Recorded information
## start

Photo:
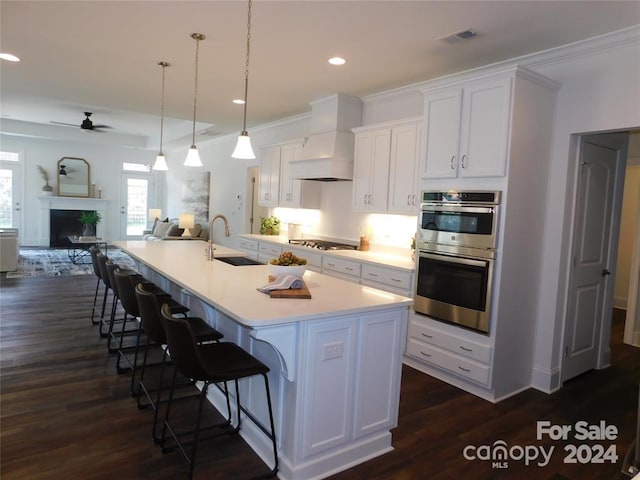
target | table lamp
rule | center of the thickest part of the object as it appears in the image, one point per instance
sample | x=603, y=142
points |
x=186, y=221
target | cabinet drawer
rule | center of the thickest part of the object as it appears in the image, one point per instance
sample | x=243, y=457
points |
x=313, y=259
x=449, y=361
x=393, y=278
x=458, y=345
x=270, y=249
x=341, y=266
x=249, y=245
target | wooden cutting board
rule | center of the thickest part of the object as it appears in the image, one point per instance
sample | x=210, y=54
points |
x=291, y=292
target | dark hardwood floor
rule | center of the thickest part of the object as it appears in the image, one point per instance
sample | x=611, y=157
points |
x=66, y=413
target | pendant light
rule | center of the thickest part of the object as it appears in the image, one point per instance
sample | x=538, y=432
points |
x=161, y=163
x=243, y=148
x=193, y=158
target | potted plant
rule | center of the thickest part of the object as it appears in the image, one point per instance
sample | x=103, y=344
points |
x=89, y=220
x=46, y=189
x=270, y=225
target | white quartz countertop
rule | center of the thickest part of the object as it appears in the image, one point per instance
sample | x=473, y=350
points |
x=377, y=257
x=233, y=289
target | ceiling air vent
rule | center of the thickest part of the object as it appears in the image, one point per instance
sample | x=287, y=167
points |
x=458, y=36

## end
## start

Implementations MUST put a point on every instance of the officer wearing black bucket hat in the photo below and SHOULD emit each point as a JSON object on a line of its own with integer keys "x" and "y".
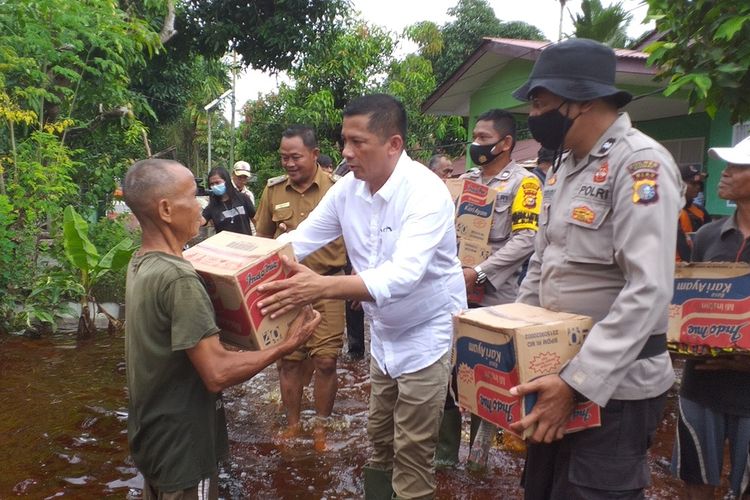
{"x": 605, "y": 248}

## end
## start

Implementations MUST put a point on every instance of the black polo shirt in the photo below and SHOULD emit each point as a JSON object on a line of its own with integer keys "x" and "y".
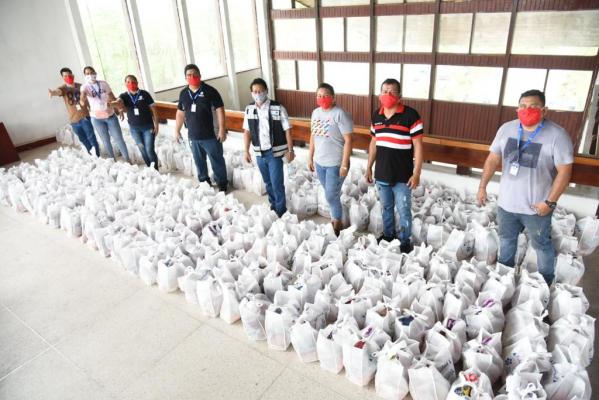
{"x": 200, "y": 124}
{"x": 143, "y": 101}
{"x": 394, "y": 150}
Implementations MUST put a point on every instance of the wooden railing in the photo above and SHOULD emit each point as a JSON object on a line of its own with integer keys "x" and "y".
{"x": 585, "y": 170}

## end

Exercise requirements
Return every line from the entries above that contains the string "Implementations". Case counts.

Worked solution
Implementations MUST put a point on every instance of the officer wearing black bucket hat in the photo below and SHOULD emit each point as a JSON object on a line of its own with integer keys "x" and "y".
Implementations MUST put a point on every instance of the black polo shirt in the photo below and SHOULD emit each point as a JSON object on a line of its own with integer keys "x" and "y".
Implementations MUST put a point on every instance of the wooden railing in the photo above and SHOULD emit each point as a JSON object on a line of its own with integer keys "x" and "y".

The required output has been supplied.